Exercise description:
Rename "marker" to "pin" in the items from the line with "point: helmet face" up to and including the line with "column 239, row 63". Write out only those lines again, with nothing else changed.

╭─ Given records

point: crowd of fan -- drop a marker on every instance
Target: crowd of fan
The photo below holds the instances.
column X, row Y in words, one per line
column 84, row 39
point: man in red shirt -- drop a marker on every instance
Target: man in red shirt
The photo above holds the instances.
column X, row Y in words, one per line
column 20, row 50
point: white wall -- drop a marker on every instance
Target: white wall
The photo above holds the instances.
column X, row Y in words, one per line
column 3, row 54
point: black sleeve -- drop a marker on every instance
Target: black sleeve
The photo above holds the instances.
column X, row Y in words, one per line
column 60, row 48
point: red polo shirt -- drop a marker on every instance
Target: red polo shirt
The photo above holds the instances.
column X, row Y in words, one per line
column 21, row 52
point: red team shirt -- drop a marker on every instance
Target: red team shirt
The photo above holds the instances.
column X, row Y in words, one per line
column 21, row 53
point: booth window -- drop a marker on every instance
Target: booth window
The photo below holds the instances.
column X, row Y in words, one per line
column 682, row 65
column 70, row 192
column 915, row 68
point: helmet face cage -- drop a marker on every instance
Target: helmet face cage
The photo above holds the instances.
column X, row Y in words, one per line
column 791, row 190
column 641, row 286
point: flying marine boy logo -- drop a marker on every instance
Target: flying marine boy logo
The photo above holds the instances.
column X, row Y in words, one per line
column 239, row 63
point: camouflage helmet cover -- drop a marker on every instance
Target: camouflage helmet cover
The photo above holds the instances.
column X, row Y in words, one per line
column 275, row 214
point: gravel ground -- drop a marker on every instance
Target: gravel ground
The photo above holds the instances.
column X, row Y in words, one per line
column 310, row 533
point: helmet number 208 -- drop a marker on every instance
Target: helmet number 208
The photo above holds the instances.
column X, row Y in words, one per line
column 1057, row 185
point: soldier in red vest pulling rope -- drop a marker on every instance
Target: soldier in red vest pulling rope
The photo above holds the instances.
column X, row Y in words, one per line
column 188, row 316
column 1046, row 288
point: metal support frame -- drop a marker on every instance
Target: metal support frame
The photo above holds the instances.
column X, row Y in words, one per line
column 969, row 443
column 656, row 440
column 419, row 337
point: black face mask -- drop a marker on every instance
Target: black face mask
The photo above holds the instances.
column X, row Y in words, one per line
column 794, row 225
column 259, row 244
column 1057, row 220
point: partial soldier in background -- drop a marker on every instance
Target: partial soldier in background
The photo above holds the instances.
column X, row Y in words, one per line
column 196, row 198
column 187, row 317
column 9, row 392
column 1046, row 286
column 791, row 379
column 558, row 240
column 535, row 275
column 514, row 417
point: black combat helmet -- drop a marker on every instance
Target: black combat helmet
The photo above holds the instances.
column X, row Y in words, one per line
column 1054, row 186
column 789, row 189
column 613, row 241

╰─

Solution to this task:
point: helmet face cage -- drop a pin on every instance
Target: helmet face cage
The photo above holds the instances.
column X, row Y in words, one per line
column 791, row 190
column 641, row 286
point: flying marine boy logo -- drop a pin on every instance
Target: flying marine boy logo
The photo above holds the instances.
column X, row Y in words, one per line
column 239, row 63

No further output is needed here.